• _Written instruction_: Can you copy each of the entries below word for word, leaving out any pictures?

• _Given records_:
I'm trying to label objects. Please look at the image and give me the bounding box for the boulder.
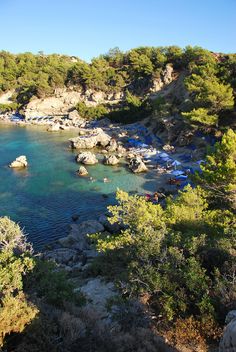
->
[9,155,28,168]
[76,152,98,165]
[98,215,124,234]
[43,248,78,264]
[103,155,119,165]
[70,220,104,239]
[69,128,111,149]
[162,64,173,84]
[177,130,193,147]
[219,310,236,352]
[106,138,117,152]
[117,145,126,154]
[77,166,88,176]
[129,156,148,173]
[68,110,85,126]
[47,123,61,132]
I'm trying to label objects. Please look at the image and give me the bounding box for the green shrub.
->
[76,102,108,120]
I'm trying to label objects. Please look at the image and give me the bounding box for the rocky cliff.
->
[0,64,178,119]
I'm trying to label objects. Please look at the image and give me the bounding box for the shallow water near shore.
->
[0,125,160,249]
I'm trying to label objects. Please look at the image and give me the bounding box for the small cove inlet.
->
[0,125,157,249]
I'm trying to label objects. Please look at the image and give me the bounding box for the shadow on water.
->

• _Exercise solution_:
I'm trying to label objects. Please look at the image and give me the bounding box for the boulder.
->
[9,155,28,168]
[76,152,98,165]
[98,215,124,234]
[43,248,78,264]
[103,155,119,165]
[70,220,104,239]
[69,128,111,149]
[162,64,173,84]
[177,130,193,147]
[219,310,236,352]
[106,138,117,152]
[117,145,126,154]
[77,166,88,176]
[129,156,148,173]
[68,110,85,126]
[47,123,61,132]
I'm trying to label objects. Please look at the image and give me the bounding box for the green shrub.
->
[76,102,108,120]
I'm trying to label objects. Please look at the image and give me the bounding box for the rocky cliff.
->
[0,64,178,119]
I'm trying to label objects. Please look at the image and give me the bounding box for the shallow water near shore.
->
[0,125,160,249]
I'm trying to label objects. Please look at the image and give me the bounding box for the small cove inlet.
->
[0,125,157,249]
I'm trying to label objects. Please look at the image and give me the bounding box for the shadow on water.
->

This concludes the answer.